→ SET PROBLEM: According to the text on the Iraq oil pipeline below, why was the Iraq Petroleum Company formed? Answer in one to three sentences.

→ TEXT:
Through this pipeline, which runs from the heart of Iraq to the Mediterranean, 4,000,000 tons of oil will travel annually to Haifa and Tripoli from the wells of Kirkuk, hundreds of miles inland, across desert, river and mountain.


Truly international in all its aspects, this gigantic scientific and engineering feat, already called the “eighth wonder of the world,” will tie the nations of Europe and the United States in an effort to exploit the rich oil fields of Iraq. British, French, Dutch, Italians, Germans and Americans participate in the venture, with the concession divided among them according to an agreed plan worked out after much bickering at San Remo by world statesmen.

The Iraq Petroleum Company is operating under a seventy-year-concession with the governments concerned. The concession is international in its nature and has been the subject of many disputes among the governments of the world.


The concession itself dates back to 1911 when a Turkish company was formed to develop Mesopotamian oil fields. After the World War the concession was taken over by a British group. When, however, American, French, Dutch and Italian oil companies, backed by their governments, protested, Iraq Petroleum Company was formed, and they were included.

A syndicate of American oil companies holds a twenty-three per cent share of the total concession, which is expected to add a tremendous reservoir of oil as the older fields are drained.

Despite much talk of pipe line building, final negotiations were consummated in 1931 when Sir John Cadman signed conventions with the governments of Iraq, Palestine, Transjordania, the Lebanese Republic and Syria. Preceding the negotiations, preliminary survey work had been carried out by American and British engineers.


Early in 1932 the real work of construction began and at the close of the year some 10,000 natives, directed by hundreds of American, French and British engineers were at work. Not only American engineers, but American mechanics and American products played a highly significant role in the building of the giant pipe line. More than 125,000 tons of pipe were laid across the desert at the rate of seventy-five miles a month.


Across the desert that previously had known only camel caravans, American digging machines dug a three-feet-deep trench, sections of pipe twelve feet in diameter and forty feet long were placed in the trench, welded together by husky Texans, covered with tar and then finally with thick brown wrapping paper of the kind commonly used in American department stores. The record number of joints welded in one working day of nine hours is seventy-three, and all-time world record.

But the laying of the line, difficult as it proved to be, was least of the difficulties that confronted the engineers. Food had to be provided for thousands of workers and camps had to be arranged for them. It was necessary to transport millions of gallons for the workers in the desert heat.

Hundreds of thousands of tons of material were transported from all over the world and then rushed to where the work was in progress in huge American motor trucks specially built for the purpose. It was necessary to tunnel through rivers, cut through the loose, shifting sands of the desert, and dig through mountains.

→ SOURCE MATERIAL:

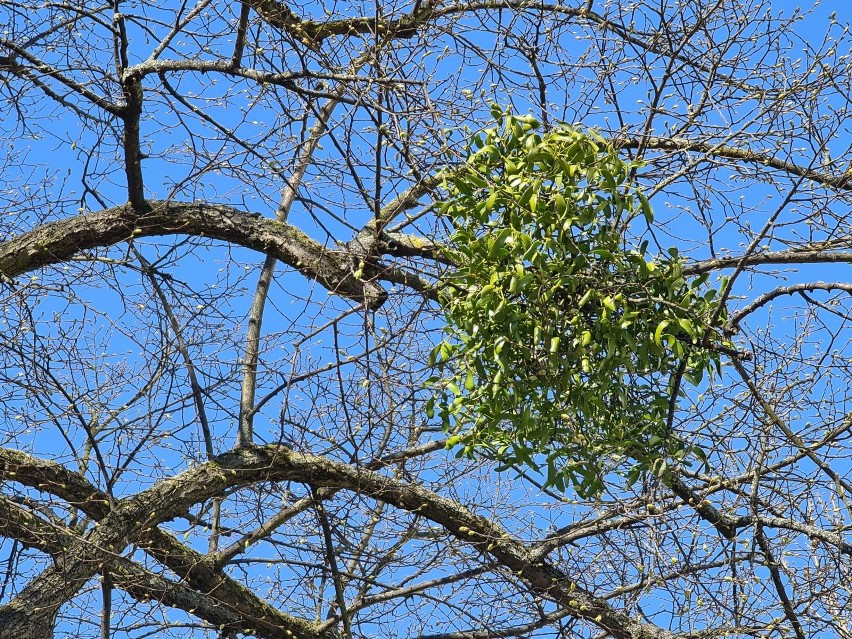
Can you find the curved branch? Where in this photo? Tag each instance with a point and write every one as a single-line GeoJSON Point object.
{"type": "Point", "coordinates": [134, 517]}
{"type": "Point", "coordinates": [841, 182]}
{"type": "Point", "coordinates": [56, 242]}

→ SOLUTION TO THIS TASK: After the World War, a British group took over the concession. American, French, Dutch and Italian oil companies, backed by their governments, protested. The Iraq Petroleum Company was then formed so that those companies could be included.